Task objective:
Copy out the lines of the material below without any changes. Begin with the line that contains "Task: find each instance of the shrub" and continue through the last line of the material.

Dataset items
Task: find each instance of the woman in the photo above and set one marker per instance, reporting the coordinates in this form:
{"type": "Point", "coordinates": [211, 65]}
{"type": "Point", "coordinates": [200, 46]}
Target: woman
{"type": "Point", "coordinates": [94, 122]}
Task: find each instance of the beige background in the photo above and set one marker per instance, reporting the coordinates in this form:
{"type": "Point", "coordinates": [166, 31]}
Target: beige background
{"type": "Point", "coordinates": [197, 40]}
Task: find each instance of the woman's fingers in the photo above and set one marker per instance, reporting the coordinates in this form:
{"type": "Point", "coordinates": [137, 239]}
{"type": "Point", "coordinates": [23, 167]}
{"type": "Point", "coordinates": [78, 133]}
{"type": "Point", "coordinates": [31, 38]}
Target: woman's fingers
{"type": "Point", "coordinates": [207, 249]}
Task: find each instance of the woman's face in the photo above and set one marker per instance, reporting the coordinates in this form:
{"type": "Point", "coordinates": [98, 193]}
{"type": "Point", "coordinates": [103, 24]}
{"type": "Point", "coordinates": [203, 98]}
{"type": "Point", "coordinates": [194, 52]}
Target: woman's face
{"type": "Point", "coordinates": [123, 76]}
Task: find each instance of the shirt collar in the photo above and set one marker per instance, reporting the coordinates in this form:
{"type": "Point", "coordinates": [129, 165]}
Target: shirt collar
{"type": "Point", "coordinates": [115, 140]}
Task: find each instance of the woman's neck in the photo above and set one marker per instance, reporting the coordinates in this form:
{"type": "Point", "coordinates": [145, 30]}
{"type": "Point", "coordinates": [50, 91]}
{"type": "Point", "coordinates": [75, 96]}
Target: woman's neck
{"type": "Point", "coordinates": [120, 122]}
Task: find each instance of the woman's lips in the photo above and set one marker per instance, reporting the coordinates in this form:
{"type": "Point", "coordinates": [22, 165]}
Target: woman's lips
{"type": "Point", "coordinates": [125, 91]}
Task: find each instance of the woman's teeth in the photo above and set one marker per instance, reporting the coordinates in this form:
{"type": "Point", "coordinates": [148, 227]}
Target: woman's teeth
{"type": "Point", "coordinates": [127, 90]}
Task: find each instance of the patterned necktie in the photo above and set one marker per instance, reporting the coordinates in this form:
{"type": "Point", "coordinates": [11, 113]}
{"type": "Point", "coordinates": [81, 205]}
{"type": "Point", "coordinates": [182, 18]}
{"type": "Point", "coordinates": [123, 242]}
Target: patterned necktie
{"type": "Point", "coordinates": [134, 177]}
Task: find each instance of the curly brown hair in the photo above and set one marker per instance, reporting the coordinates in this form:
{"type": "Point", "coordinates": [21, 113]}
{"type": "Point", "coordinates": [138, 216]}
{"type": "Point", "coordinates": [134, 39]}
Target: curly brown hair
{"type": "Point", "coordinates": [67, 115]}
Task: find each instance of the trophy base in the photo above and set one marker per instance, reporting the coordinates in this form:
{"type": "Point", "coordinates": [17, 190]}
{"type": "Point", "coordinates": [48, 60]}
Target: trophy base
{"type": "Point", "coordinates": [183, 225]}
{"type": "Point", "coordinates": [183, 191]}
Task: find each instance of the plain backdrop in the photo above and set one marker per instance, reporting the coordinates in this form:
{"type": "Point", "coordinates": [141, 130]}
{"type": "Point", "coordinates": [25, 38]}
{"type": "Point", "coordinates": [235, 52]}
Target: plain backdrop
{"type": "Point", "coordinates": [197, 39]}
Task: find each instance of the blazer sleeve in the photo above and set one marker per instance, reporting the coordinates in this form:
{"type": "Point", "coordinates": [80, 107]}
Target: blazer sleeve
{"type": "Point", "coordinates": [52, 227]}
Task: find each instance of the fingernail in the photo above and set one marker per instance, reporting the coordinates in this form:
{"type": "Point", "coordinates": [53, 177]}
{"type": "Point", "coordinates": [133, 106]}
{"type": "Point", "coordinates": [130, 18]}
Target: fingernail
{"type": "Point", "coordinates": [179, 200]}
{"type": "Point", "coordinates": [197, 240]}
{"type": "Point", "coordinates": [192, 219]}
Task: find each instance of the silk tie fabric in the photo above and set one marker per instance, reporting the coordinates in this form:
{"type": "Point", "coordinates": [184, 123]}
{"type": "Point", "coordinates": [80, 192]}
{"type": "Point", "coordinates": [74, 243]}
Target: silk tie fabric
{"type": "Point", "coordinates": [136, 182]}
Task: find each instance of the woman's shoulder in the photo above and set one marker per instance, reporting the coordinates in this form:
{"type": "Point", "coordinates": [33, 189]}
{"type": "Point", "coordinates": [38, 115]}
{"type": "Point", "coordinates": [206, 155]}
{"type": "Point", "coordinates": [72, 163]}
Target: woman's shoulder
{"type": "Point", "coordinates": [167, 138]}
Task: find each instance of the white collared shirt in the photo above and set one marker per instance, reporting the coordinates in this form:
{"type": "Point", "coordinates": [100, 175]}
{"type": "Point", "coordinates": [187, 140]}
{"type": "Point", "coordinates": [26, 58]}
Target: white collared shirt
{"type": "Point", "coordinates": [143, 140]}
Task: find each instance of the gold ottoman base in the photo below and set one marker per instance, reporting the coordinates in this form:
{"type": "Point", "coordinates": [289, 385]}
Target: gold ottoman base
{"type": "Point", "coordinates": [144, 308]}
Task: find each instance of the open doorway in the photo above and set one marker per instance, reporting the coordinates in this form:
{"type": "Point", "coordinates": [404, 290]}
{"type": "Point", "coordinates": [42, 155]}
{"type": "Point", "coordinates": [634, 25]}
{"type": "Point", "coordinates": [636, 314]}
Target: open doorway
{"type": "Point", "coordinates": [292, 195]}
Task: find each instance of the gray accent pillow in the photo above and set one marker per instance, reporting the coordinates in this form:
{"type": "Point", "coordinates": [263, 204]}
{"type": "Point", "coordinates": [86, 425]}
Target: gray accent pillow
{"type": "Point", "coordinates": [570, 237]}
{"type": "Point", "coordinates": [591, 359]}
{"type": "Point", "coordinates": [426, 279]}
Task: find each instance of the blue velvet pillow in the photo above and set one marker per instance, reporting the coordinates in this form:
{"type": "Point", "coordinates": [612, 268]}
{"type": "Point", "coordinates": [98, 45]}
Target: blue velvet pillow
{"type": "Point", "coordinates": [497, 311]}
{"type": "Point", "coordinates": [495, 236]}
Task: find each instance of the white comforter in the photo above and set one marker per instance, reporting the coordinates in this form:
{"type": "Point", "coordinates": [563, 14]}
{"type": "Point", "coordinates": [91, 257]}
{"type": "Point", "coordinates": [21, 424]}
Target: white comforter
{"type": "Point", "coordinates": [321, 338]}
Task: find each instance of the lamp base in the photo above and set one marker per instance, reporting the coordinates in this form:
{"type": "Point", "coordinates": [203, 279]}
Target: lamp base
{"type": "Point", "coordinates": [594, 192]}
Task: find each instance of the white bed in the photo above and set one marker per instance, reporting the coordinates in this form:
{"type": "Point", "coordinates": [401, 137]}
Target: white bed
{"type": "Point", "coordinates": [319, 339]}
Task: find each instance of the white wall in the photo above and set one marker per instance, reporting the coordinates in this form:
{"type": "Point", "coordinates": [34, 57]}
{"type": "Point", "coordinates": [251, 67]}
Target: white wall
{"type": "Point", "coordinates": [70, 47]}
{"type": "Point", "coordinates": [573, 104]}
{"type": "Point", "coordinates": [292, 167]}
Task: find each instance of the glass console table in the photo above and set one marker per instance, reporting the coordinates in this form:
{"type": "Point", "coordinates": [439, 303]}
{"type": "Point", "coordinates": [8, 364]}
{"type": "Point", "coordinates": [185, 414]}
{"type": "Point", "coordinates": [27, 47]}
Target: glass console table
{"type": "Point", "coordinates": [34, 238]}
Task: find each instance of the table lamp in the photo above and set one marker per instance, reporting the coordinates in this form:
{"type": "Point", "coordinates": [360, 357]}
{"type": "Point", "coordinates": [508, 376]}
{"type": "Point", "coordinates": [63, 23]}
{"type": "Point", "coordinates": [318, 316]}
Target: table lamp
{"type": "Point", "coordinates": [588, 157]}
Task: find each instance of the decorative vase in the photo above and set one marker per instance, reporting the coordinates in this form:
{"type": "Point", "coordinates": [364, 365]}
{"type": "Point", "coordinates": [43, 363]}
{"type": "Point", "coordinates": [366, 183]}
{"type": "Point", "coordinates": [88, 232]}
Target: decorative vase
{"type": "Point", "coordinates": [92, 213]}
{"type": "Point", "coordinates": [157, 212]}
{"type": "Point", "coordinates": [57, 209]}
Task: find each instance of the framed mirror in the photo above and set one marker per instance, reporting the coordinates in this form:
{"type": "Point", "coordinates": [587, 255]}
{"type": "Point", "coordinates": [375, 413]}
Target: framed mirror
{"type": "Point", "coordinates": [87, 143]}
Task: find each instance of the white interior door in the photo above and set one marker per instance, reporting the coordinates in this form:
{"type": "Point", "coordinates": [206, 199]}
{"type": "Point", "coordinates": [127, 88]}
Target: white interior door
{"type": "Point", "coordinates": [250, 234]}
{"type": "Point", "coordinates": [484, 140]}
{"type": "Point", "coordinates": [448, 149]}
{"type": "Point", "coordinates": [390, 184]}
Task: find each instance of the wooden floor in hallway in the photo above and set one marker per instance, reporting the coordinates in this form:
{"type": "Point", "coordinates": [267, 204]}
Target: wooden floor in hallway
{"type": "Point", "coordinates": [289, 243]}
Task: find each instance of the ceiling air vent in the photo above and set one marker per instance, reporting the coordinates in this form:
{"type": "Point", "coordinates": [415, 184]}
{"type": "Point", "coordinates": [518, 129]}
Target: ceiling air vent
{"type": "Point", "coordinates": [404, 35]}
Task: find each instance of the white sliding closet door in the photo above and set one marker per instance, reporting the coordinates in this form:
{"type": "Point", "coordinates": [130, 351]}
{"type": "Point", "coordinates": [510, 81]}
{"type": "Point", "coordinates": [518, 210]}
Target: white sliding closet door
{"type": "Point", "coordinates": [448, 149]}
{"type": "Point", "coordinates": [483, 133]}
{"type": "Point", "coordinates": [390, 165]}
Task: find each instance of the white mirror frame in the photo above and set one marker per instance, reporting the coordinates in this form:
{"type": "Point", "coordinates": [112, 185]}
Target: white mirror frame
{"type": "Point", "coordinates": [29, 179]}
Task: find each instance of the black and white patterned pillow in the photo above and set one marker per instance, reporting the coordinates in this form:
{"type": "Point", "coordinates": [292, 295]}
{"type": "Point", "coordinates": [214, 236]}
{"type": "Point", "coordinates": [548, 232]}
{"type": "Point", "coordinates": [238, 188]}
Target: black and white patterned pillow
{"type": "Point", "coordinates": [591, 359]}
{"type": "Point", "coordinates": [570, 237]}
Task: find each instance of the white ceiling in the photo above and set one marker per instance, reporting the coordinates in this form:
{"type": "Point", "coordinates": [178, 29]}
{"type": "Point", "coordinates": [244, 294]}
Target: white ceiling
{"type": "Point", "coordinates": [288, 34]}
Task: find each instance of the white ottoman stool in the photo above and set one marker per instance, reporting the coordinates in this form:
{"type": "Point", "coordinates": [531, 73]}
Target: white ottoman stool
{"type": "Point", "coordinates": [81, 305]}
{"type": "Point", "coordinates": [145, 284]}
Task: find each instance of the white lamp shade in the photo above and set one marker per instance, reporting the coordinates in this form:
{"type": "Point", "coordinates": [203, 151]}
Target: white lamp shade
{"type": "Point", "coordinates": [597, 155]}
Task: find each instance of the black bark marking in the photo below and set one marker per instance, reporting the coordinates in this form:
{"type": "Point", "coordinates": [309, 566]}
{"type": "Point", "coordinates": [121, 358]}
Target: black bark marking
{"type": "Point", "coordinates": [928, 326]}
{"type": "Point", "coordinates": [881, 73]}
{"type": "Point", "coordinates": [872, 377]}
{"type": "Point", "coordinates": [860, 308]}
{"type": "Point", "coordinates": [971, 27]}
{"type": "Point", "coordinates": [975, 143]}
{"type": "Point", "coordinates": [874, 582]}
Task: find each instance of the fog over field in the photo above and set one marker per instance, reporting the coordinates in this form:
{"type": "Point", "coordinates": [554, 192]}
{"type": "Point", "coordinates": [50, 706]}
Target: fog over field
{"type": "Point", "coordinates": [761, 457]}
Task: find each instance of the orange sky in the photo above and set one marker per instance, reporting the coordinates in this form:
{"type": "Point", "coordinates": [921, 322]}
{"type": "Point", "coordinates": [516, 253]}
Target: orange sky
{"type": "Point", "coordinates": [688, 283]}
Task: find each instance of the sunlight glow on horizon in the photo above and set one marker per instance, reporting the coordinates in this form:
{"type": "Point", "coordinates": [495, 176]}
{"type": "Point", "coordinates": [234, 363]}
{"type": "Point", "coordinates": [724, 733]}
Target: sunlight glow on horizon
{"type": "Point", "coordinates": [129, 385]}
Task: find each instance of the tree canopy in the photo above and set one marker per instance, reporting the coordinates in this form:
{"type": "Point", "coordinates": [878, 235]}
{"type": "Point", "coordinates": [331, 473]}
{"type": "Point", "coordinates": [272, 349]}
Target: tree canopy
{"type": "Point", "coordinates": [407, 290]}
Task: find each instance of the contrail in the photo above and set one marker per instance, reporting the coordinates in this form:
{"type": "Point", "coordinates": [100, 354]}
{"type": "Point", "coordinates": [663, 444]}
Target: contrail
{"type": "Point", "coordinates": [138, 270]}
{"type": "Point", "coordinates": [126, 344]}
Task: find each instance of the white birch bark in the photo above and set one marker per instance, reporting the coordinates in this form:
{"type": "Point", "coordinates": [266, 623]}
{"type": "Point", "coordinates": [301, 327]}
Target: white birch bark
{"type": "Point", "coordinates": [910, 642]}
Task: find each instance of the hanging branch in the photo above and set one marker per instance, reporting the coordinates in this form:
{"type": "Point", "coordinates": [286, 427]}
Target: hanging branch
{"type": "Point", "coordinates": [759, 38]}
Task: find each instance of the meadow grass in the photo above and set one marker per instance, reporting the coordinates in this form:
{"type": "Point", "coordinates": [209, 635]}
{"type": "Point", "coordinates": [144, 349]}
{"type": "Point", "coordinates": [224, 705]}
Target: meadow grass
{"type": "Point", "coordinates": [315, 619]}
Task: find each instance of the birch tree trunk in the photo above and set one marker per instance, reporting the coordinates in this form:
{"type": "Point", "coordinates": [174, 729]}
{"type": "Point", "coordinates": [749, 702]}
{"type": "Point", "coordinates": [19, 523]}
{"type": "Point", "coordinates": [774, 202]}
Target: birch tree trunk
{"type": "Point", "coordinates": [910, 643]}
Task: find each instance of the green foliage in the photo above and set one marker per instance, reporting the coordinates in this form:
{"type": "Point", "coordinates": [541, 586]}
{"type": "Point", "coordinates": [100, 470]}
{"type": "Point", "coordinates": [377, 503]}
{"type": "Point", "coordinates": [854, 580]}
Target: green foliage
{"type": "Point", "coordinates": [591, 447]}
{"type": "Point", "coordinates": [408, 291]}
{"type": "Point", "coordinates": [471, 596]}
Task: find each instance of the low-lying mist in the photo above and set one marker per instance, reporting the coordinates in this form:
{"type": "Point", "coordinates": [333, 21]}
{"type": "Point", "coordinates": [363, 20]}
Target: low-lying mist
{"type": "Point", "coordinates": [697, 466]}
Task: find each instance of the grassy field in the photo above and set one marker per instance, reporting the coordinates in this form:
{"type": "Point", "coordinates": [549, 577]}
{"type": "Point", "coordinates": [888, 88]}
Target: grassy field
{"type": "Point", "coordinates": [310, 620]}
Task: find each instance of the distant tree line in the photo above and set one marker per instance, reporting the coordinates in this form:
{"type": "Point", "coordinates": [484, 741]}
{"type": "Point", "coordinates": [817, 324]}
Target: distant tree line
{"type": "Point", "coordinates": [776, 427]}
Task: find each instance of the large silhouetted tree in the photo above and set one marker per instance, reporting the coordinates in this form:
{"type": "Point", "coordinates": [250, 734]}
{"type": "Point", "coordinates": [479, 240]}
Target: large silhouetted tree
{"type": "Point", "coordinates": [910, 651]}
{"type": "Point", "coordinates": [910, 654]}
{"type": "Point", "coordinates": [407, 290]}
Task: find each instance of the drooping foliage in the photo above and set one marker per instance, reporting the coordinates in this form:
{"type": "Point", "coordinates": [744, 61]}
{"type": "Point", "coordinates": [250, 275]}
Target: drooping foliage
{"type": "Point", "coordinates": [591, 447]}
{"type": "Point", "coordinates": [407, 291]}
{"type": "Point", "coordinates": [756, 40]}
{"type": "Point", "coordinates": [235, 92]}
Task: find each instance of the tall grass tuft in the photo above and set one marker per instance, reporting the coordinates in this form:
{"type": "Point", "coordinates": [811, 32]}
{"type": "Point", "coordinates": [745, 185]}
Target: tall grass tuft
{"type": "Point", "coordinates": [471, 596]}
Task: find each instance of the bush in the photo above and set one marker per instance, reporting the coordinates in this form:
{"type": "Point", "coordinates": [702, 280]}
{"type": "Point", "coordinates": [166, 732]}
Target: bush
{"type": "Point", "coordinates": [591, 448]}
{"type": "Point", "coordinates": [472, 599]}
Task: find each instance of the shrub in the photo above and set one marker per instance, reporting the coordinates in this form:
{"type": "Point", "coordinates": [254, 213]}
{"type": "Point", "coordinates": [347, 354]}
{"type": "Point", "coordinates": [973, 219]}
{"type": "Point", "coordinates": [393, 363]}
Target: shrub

Output for this task:
Task: find each instance of the shrub in the photo above and set one marker per instance, reporting the coordinates in this form:
{"type": "Point", "coordinates": [254, 213]}
{"type": "Point", "coordinates": [347, 354]}
{"type": "Point", "coordinates": [973, 219]}
{"type": "Point", "coordinates": [393, 363]}
Target: shrub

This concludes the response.